Exercise:
Rewrite the Henrique Dias passage from "It is debated" to "as he wished.", substituting "the king" for "the crown".

Henrique Dias (died 8 June 1662) was a Portuguese soldier and militia leader born in the colony of Brazil. There is no consensus among historians whether he was born free or captive.

Military career 
Dias led a military regiment composed of enslaved and freed slaves and was known as "Governor of the Blacks" in 1636. Dias defended Portuguese settlements from Dutch forces and played important roles in the First and Second Battles of Guararapes, in the defense of Salvador, Bahia, and to restore Portuguese control over Pernambuco. Dias' title was expanded to "Governor of All Creoles, Blacks, and Mulattoes," in 1639.

It is debated whether Dias received nobility status within Brazil, some believe Dias was granted Knighthood in The Order of Christ, while others debate Dias never received this title and requested knighthood be granted to the men who marry his daughters. Dias traveled to Portugal and petitioned the crown to grant his requests. Dias requested the enslaved blacks who served with him be freed should have "all the rights and privileges of white units". Dias also requested to be compensated for his efforts and allowed to serve as long as he wished.

See also
Colonial Brazil
Dutch Brazil
Research Materials: Max Planck Society Archive

References

Further reading
Allen, Judith L. "Henrique Dias" in Encyclopedia of Latin American History and Culture, vol. 2, p. 375. New York: Charles Scribner's Sons 1996.

(Pointing records)
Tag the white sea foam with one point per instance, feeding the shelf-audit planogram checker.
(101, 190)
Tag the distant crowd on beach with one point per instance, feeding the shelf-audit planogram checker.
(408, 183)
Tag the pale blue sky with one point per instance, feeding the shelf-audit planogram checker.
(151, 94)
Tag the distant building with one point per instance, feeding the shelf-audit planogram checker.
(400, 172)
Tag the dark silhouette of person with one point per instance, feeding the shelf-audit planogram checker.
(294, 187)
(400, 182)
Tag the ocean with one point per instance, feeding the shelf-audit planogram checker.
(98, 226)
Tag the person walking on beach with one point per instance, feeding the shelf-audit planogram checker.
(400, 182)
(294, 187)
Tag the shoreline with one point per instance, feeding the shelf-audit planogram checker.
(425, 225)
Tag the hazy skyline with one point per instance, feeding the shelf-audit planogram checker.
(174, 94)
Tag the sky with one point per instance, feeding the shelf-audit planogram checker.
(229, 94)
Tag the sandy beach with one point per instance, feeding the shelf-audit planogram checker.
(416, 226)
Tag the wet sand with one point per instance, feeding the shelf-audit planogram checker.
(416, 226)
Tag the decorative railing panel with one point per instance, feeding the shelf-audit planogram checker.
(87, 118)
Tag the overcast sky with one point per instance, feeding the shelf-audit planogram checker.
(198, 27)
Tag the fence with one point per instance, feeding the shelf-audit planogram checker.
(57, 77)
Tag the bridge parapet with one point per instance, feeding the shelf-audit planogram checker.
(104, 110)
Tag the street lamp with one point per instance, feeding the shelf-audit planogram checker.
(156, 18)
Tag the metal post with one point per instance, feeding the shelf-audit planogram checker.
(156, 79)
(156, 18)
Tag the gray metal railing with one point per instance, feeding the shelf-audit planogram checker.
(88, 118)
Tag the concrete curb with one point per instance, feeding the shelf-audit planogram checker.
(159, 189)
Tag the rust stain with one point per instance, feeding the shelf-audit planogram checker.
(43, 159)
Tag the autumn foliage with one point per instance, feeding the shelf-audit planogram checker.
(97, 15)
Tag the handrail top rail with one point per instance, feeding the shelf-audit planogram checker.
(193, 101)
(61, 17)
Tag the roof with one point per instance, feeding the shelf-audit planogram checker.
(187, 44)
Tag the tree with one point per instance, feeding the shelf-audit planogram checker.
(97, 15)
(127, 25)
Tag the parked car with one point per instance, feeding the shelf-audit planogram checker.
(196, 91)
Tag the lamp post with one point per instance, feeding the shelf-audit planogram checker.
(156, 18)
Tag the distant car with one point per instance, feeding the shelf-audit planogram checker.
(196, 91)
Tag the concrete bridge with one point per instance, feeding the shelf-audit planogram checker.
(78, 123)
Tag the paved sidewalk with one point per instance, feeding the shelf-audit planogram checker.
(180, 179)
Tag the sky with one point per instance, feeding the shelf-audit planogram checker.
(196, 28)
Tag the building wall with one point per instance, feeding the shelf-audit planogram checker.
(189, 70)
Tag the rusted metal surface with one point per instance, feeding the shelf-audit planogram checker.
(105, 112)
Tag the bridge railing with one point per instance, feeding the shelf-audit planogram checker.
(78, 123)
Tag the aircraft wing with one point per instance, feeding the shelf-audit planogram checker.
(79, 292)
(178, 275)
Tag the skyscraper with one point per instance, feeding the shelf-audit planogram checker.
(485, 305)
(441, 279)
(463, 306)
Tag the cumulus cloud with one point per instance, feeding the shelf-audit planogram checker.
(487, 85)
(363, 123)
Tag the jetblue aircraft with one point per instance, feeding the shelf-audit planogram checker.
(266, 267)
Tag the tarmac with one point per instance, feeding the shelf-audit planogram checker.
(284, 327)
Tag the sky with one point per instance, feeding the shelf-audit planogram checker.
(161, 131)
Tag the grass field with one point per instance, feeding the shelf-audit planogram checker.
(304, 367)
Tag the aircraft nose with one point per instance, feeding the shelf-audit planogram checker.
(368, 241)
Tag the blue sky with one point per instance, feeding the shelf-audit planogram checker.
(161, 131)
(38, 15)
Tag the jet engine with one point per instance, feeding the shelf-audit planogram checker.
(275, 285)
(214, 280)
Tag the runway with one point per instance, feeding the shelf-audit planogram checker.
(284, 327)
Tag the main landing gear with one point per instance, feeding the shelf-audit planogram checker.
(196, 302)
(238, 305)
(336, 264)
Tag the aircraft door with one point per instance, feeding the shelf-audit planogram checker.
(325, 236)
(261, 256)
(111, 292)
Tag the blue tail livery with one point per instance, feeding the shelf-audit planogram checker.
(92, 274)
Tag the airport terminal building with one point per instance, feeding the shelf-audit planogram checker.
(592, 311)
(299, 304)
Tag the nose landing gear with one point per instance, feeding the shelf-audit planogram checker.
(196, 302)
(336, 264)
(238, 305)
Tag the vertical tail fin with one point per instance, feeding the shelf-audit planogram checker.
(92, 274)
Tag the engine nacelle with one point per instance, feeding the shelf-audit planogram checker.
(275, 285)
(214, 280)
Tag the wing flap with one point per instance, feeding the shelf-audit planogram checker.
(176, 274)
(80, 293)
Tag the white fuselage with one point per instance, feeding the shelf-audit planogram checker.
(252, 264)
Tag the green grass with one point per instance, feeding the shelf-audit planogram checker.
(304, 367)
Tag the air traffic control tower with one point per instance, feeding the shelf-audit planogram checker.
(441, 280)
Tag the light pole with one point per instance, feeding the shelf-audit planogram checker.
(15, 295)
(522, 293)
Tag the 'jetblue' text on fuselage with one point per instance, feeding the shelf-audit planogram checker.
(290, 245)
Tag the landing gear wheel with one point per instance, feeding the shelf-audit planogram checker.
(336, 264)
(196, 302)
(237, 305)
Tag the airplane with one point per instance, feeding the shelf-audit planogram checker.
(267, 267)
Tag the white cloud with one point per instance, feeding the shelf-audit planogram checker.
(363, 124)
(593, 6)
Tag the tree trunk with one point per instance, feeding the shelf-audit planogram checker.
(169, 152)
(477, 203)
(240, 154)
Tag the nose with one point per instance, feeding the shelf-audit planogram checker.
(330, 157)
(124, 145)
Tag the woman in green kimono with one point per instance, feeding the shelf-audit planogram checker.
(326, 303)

Task response:
It is debated whether Dias received nobility status within Brazil, some believe Dias was granted Knighthood in The Order of Christ, while others debate Dias never received this title and requested knighthood be granted to the men who marry his daughters. Dias traveled to Portugal and petitioned the king to grant his requests. Dias requested the enslaved blacks who served with him be freed should have "all the rights and privileges of white units". Dias also requested to be compensated for his efforts and allowed to serve as long as he wished.